#### Исходный текст:
Картинки города с некоторой, если вдуматься, высоты.
Пара, мужчина и женщина, сидят на теплой вечерней улице за столиками кафе. Они ссорятся. Мимо проходит парень, на его черной футболке белые буквы: «То, что тебя интересует, у меня спереди». Смело, но узко ориентированно: а если кого-то заинтересует то, что у него сзади? Мимо проходит парень в голубой футболке, он громко, на всю улицу говорит по телефону: «Надо заканчивать работу во внутренних органах!» М-да, сомнительно, чтобы внутренние органы так себя афишировали. Пара ссорится всё сильнее, потом мужчина что-то тихо говорит, и женщина начинает хохотать. Тушь течет из ее глаз, всё, гроза миновала, мир. Наверное, мужчина нажал нужную кнопочку.

(Записи с разметкой местоположений)
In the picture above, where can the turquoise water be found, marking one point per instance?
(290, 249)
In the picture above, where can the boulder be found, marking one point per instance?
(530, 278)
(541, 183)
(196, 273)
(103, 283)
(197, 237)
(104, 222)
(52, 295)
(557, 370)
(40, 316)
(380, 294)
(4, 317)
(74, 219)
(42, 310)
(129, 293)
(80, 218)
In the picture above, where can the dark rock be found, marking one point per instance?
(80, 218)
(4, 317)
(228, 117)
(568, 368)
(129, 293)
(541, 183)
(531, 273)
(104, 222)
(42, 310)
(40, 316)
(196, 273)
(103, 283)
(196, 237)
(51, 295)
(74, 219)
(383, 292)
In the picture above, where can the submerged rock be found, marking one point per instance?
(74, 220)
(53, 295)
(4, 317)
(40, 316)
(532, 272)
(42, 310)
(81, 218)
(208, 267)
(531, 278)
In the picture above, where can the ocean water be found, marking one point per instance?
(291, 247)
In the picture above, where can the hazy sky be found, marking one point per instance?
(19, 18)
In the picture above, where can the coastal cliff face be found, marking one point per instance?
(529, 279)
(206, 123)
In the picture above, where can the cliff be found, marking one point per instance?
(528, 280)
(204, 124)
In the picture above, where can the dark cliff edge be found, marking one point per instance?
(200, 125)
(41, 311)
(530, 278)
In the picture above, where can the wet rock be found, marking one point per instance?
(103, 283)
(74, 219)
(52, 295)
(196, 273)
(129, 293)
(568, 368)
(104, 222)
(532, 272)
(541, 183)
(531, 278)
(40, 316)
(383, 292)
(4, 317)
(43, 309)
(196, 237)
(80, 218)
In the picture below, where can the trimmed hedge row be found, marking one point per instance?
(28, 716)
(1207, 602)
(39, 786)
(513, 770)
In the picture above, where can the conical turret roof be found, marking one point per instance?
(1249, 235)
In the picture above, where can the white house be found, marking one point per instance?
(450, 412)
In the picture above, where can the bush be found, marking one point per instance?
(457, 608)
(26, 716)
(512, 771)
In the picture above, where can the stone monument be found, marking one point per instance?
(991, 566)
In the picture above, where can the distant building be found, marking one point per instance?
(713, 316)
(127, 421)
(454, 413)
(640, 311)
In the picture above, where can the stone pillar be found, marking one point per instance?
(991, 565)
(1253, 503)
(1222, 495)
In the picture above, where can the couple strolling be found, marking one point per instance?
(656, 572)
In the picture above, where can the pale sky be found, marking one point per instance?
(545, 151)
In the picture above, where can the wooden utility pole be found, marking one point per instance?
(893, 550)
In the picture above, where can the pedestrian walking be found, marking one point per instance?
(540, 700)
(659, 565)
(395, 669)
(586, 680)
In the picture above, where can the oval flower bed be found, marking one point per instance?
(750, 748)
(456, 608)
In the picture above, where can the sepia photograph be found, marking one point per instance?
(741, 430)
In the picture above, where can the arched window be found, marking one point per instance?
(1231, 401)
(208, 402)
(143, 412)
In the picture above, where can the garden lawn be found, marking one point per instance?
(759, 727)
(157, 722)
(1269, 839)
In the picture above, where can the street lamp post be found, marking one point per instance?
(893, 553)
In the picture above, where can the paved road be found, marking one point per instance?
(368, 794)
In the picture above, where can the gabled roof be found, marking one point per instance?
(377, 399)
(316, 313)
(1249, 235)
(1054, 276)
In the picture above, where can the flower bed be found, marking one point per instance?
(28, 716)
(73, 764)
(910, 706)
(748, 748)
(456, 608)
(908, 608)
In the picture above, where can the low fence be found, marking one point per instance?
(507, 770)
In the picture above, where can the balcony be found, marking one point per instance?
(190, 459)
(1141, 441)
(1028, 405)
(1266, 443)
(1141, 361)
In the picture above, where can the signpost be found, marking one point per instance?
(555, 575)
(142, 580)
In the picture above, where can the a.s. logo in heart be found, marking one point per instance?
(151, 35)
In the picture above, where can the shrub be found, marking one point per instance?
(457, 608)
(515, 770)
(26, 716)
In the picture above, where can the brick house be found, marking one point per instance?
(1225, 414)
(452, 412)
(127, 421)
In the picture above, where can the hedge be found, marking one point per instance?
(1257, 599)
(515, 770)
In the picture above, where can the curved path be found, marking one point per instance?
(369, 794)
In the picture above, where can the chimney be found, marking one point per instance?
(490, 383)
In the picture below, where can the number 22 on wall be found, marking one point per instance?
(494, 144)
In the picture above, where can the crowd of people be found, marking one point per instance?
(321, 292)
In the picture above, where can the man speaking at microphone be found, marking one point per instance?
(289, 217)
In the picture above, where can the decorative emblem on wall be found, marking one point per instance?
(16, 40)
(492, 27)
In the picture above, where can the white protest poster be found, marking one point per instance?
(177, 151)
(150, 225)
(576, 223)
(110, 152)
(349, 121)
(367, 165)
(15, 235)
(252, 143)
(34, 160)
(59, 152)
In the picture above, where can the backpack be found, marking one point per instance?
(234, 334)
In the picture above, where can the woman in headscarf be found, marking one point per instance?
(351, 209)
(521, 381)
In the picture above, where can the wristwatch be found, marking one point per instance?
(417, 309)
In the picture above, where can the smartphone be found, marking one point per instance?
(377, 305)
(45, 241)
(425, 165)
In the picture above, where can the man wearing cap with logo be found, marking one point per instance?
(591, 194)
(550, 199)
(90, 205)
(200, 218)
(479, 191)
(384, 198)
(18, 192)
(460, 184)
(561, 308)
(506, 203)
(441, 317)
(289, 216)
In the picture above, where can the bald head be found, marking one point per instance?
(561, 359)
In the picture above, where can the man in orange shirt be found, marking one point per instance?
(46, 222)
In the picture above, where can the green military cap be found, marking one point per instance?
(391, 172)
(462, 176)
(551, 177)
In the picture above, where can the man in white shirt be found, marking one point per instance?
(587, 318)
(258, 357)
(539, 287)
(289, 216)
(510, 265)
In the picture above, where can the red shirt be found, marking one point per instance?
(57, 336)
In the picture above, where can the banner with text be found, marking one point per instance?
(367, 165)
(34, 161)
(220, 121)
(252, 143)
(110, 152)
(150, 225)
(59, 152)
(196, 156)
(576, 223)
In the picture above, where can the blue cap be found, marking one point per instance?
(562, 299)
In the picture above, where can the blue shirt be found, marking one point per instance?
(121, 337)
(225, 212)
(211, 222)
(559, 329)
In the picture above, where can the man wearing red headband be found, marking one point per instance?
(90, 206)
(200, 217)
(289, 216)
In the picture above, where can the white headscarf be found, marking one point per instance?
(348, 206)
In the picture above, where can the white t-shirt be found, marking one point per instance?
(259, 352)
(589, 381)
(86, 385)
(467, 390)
==
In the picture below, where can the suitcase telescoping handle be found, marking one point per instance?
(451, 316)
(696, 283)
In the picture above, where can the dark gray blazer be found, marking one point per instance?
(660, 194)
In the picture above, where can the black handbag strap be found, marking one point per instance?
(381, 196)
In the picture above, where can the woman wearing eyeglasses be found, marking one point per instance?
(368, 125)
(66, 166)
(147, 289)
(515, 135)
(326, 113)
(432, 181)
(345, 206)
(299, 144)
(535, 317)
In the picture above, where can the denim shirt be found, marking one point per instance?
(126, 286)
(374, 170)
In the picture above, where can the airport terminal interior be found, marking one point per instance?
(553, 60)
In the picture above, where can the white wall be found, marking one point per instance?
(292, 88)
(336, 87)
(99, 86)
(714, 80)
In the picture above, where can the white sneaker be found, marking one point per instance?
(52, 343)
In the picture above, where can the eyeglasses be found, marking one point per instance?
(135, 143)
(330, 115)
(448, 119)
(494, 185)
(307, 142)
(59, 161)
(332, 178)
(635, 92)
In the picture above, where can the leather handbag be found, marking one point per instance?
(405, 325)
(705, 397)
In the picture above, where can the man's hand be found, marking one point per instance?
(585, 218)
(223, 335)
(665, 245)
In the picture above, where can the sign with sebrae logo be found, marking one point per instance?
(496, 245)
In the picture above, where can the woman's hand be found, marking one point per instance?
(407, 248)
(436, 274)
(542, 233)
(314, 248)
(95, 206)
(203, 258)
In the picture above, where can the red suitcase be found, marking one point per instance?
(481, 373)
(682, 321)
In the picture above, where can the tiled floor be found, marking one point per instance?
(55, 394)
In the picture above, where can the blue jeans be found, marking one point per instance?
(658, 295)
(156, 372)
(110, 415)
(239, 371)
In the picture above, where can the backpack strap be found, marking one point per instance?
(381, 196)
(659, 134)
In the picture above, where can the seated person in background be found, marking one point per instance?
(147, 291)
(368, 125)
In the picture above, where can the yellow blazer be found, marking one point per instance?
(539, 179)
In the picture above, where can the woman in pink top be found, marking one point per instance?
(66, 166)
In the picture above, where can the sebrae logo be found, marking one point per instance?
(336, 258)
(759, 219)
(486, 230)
...
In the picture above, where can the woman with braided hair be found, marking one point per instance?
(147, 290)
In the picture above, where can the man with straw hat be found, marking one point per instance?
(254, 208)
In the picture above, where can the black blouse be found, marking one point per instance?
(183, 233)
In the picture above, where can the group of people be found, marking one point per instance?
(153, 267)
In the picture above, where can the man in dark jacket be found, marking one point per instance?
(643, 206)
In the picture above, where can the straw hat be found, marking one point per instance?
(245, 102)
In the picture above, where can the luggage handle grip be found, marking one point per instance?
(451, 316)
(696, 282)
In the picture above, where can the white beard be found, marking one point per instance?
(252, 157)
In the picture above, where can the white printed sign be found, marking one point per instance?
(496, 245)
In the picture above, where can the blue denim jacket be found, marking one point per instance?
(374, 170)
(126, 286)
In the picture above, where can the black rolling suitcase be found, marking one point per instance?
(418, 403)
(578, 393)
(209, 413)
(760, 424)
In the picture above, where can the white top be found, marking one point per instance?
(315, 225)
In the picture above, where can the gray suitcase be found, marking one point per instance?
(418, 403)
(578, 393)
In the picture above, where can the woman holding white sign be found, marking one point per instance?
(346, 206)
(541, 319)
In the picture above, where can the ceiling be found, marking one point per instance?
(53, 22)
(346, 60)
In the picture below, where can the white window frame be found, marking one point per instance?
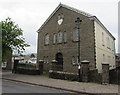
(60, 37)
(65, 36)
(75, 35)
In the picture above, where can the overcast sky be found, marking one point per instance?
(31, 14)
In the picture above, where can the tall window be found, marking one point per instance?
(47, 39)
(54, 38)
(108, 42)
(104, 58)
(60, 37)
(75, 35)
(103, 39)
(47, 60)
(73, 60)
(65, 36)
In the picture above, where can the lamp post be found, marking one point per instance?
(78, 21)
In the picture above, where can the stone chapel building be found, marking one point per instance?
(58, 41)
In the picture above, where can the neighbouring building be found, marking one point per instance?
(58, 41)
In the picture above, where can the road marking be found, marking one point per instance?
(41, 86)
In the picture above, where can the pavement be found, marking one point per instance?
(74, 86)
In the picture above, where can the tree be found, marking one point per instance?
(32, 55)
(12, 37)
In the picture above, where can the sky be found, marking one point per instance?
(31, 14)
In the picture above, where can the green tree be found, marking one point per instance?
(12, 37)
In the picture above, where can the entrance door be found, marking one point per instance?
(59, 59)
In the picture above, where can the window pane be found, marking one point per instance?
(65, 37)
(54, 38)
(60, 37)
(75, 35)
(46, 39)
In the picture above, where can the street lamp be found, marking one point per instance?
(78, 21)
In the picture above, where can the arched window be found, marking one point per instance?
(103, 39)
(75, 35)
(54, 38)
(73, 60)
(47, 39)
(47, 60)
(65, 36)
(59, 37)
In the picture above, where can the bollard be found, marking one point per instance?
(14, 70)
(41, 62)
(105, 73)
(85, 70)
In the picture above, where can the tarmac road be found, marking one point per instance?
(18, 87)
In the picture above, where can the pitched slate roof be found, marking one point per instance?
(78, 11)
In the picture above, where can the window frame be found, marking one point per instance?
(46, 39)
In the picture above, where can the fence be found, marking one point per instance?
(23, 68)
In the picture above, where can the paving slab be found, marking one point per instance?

#### Части задания:
1) Приведите в виде JSON-списка строк часть записей, которая открывается строкой, содержащей «In the picture above, where can the tarmac», и закрывается строкой, содержащей «In the picture above, where can the paving». Каждой строке должна соответствовать одна строка списка, пустые строки пропустите.
2) Продолжите текст о городских картинках, начав сразу после его последнего предложения.
Текст и записи между собой никак не связаны.

#### Ответы к заданиям:
1)
[
  "In the picture above, where can the tarmac road be found, marking one point per instance?",
  "(18, 87)",
  "In the picture above, where can the pitched slate roof be found, marking one point per instance?",
  "(78, 11)",
  "In the picture above, where can the window frame be found, marking one point per instance?",
  "(46, 39)",
  "In the picture above, where can the fence be found, marking one point per instance?",
  "(23, 68)",
  "In the picture above, where can the paving slab be found, marking one point per instance?"
]

2)
***

Как продвигают себя модные художницы, или Ври больше.
К модной художнице приходит корреспондентка с ТВ. Ей охота посмотреть и людям показать как нынче живут популярные художницы. Квартира арт-дамы выглядит по последнему слову нынешнего минимализма. То-есть пусто. Не просто пусто, а пусто-пусто. Например комната-студия с кухней выглядит так, словно здесь вообще не живут. Отутствуют не только вещи-безделицы, без которых не мыслим дом, где живет женщина, и спокон века придающие жилью, лица жилое выраженье. Нет даже вещей необходимых. Например, стульев для сиденья, или стола, за коим едят. Нет посуды. Совсем. Двухкомфорочная плита идеально чиста и девственна до такой степени, будто на ней никогда ничего не варили и не жарили. Корреспондентка с канала проявляя дедукцию спрашивает у художницы:
– Такое впечатление, что на вашей кухне никто не готовит?…
– Да, у нас не принято готовить. – ничтоже сумняшеся сообщает ей модное дарование.
– А где же и как вы питаетесь? – удивляется опытная журналистка. Видимо ей, в веё женской программе такое видеть еще не приходилось.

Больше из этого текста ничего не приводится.